***** The input *****
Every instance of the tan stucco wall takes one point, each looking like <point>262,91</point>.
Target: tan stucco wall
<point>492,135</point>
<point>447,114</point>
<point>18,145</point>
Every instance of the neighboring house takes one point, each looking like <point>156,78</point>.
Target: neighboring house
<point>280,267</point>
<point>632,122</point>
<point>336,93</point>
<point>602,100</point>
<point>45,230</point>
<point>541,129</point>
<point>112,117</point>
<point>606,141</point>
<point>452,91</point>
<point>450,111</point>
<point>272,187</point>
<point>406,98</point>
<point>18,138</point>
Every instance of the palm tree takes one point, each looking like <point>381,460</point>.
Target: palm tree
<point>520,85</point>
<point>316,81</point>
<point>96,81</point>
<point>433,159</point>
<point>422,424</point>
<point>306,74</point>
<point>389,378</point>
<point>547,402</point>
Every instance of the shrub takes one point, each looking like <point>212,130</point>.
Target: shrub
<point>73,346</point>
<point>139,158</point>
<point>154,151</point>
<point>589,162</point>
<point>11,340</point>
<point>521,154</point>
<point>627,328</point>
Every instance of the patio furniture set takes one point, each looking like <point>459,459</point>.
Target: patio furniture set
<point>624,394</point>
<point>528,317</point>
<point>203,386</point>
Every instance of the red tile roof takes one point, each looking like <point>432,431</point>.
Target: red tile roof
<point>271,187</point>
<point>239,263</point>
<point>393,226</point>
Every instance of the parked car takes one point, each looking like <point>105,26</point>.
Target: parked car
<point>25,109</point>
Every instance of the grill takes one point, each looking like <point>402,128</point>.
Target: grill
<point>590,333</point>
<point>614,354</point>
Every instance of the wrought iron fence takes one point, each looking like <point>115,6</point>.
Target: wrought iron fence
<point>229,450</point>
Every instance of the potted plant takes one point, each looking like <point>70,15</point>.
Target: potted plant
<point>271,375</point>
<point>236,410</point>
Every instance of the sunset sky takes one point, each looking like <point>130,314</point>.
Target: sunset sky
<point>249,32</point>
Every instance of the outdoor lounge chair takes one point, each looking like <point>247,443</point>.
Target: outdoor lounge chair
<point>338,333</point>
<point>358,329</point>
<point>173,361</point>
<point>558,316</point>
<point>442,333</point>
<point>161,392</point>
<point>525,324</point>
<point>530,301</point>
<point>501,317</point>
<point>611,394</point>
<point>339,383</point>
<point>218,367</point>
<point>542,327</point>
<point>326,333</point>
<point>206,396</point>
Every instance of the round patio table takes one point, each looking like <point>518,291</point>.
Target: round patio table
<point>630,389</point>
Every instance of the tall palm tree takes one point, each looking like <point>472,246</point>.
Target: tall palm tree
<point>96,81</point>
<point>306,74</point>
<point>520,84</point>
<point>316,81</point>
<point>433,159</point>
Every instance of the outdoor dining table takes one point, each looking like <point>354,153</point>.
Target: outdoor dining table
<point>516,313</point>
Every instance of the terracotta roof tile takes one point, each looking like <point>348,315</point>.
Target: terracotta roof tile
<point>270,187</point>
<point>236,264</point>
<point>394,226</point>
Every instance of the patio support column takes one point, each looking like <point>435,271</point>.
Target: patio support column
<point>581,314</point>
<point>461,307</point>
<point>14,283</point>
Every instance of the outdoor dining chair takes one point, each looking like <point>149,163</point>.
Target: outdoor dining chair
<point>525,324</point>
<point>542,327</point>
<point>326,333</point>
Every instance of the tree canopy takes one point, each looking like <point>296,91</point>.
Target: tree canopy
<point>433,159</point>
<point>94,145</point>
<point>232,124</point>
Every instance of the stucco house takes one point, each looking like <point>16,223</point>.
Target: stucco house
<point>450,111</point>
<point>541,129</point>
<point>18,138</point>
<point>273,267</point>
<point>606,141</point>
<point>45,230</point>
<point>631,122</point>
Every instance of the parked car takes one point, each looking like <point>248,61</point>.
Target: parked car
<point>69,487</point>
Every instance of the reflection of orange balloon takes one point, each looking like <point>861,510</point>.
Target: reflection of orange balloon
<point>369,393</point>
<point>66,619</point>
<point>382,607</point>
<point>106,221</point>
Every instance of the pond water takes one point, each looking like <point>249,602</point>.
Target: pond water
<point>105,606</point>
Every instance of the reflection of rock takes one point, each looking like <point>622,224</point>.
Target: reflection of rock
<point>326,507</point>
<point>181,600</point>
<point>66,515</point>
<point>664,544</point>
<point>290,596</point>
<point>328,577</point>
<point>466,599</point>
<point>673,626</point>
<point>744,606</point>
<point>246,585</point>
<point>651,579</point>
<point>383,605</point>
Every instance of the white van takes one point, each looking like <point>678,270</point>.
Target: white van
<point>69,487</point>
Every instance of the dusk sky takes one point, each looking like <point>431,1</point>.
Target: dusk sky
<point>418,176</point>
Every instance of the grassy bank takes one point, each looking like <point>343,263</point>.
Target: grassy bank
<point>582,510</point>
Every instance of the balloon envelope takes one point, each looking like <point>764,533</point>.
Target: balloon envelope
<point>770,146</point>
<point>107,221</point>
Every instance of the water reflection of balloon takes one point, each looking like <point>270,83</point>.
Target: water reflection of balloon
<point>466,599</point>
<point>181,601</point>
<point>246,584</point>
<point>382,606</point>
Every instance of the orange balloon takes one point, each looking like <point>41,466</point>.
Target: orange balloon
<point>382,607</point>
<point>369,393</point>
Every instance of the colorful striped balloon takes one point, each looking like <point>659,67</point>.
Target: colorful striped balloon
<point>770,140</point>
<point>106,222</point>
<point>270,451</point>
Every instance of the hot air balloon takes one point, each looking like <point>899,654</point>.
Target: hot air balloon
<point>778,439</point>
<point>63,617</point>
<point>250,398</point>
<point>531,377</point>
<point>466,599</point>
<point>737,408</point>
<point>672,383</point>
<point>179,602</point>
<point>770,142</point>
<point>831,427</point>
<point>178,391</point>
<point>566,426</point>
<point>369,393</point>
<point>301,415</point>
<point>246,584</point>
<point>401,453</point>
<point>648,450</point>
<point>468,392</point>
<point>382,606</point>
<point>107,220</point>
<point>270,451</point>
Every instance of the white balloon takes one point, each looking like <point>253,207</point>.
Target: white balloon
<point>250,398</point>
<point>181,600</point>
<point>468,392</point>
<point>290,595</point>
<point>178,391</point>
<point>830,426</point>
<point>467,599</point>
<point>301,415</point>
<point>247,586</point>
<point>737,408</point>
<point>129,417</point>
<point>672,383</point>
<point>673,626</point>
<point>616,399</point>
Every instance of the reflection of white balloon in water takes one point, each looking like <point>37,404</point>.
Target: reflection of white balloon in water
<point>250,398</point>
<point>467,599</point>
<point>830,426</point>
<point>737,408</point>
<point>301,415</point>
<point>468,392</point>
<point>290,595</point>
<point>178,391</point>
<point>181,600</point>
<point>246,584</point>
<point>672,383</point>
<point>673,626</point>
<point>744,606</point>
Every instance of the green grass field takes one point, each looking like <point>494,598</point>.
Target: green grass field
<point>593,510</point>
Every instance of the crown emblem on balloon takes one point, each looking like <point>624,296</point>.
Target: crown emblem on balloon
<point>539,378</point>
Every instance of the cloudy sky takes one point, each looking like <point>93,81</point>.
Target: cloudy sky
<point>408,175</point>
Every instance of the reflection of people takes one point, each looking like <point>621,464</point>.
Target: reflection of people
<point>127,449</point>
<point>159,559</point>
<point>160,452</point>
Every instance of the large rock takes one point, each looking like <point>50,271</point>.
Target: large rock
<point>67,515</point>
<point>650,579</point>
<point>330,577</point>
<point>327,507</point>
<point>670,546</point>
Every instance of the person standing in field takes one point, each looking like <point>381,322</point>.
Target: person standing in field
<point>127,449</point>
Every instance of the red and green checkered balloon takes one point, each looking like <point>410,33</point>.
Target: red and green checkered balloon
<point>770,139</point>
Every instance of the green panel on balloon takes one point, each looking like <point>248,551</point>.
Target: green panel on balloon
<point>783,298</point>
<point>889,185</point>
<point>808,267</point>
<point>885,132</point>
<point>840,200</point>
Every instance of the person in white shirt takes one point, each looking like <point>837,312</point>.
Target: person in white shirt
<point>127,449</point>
*****
◆ Goal ◆
Rewrite the stretch of the records from the line containing "Every instance of the patio support" through the line containing "<point>106,221</point>", changing "tree canopy" to "tree crown" and leaving all else as it is. Give back only those lines.

◆ Exercise response ◆
Every instance of the patio support column takes one point, each looking like <point>435,271</point>.
Target: patio support column
<point>581,314</point>
<point>461,307</point>
<point>14,283</point>
Every instance of the outdoor dining chair takes one point, each looking like <point>149,163</point>.
Target: outdoor dining chair
<point>525,324</point>
<point>542,327</point>
<point>326,333</point>
Every instance of the tree crown takes one point, each looking like <point>296,91</point>.
Target: tree crown
<point>433,159</point>
<point>94,145</point>
<point>232,124</point>
Every instance of the stucco house takes one point, each looking like <point>16,223</point>.
Target: stucco house
<point>450,111</point>
<point>541,129</point>
<point>18,138</point>
<point>273,267</point>
<point>606,141</point>
<point>45,230</point>
<point>631,122</point>
Every instance of the parked car takes one point, each looking like <point>248,61</point>.
Target: parked car
<point>69,487</point>
Every instance of the reflection of orange balloon takes one point, each looking like <point>861,510</point>.
Target: reflection of orange balloon
<point>369,393</point>
<point>66,619</point>
<point>382,607</point>
<point>106,221</point>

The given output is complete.